EXTRACTED TEXT:
+-------+

Problem ist that on localhost (windows, xampp) it works as intended but executed on the remote machine (hosted webspace) it gives the file contents as plain text in the browser window. (tested with same browser: chrome)

The file is a plain text file with a database backup inside (only a few entrys, not big) and was created one step before the download. Next step is deleting it and that works fine too. File itself is valid and all handles closed. Contents shown in the browser are the actual file with all lines.

+-------+

(Stored entries)
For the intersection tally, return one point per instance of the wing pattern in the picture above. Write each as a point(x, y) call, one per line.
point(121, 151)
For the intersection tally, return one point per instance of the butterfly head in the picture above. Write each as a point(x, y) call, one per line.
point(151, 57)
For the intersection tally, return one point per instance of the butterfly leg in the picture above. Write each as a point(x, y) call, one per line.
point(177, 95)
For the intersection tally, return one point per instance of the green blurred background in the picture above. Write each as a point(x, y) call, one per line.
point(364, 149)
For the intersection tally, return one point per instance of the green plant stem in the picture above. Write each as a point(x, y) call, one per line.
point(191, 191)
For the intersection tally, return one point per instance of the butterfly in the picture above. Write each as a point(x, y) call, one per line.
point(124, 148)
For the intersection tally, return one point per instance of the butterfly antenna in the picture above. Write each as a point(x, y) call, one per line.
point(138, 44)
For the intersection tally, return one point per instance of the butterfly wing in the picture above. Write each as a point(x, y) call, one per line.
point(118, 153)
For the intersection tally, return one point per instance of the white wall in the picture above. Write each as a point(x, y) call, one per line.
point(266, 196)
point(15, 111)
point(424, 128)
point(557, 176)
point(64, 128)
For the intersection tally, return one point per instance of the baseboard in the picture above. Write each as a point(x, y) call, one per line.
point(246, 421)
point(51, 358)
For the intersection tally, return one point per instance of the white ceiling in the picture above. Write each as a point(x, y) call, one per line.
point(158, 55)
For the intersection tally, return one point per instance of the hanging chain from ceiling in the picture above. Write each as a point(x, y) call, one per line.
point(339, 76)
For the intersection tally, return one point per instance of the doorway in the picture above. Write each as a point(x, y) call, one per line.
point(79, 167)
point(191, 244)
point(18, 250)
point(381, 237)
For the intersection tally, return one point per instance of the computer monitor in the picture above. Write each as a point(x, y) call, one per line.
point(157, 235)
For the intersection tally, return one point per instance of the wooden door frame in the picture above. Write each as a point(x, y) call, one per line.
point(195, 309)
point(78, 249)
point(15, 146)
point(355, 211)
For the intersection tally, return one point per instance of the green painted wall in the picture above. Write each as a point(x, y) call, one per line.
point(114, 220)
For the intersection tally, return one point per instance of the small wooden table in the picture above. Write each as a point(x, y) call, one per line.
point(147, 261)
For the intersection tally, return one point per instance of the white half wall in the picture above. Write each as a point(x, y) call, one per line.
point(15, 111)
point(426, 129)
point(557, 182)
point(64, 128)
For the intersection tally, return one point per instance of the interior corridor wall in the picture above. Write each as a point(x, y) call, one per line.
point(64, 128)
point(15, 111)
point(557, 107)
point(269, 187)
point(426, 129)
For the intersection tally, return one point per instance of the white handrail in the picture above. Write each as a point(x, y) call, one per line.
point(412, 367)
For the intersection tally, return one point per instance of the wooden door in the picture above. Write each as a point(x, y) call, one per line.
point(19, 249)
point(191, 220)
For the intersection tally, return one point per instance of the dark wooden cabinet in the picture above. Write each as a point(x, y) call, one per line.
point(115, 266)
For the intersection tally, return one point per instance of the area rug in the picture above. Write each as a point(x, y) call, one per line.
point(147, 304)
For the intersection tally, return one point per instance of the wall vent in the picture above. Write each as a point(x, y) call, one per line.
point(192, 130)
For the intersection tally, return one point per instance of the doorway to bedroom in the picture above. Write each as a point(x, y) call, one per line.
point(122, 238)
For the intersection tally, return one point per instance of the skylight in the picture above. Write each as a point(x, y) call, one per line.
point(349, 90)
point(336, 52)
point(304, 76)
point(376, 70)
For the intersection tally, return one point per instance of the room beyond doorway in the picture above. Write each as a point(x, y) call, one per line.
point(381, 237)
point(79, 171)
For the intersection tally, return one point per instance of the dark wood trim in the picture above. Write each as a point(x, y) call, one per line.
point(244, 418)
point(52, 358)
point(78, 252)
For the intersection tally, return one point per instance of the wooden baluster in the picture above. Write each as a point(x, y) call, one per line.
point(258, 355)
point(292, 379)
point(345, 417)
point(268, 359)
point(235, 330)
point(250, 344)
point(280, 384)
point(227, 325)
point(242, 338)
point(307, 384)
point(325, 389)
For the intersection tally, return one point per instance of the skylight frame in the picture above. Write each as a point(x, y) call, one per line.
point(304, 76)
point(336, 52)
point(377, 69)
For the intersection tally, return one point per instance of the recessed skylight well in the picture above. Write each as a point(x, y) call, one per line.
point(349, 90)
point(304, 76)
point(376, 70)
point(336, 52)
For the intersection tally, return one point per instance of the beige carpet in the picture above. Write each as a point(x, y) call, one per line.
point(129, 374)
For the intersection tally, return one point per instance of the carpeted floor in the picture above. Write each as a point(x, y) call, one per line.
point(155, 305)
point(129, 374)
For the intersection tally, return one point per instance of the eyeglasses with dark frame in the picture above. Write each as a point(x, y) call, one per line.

+-------+

DIRECTIVES:
1) In the text about the file download problem, what does the writer report about the backup file to show that the file itself is not the cause of the trouble? Answer in one to three sentences.
2) Write the next part of the post about the file download problem, starting after its last sentence.

TASK-BY-TASK ANSWERS:
1) The file is a small plain-text database backup that is valid, and all of its handles are closed. When the browser displays it, it shows the actual file with all of its lines.

2)
$_POST sanitizing comes when download works, for simplifications unsanitized atm:

<?php
require_once('CSettings.php');
$s = new CSettings();
$file = $_POST['file'];

if (file_exists($file)) {
    header('Content-Description: File Transfer');
    header('Content-Type: text/plain');
    header('Content-Disposition: attachment; filename="'.basename($file).'"');
    header('Expires: 0');
    header("Pragma: public");
    header("Cache-Control: must-revalidate, post-check=0, pre-check=0");
    header('Content-Length: ' . filesize($file));
    readfile($file);
}

?>

<form action="index.php" method="post" accept-charset="UTF-8">
    <input type="submit" value="Delete backup file from the server" class="btn_red">
    <input type="hidden" value="<?php echo $file; ?>" name="file">
    <input type="hidden" value="delete_backup" name="view">
</form>

Any suggestions? Fiddled around with content types already to no avail. Last resort would be zipping the whole file and try again but that would make it unnecessary complicated.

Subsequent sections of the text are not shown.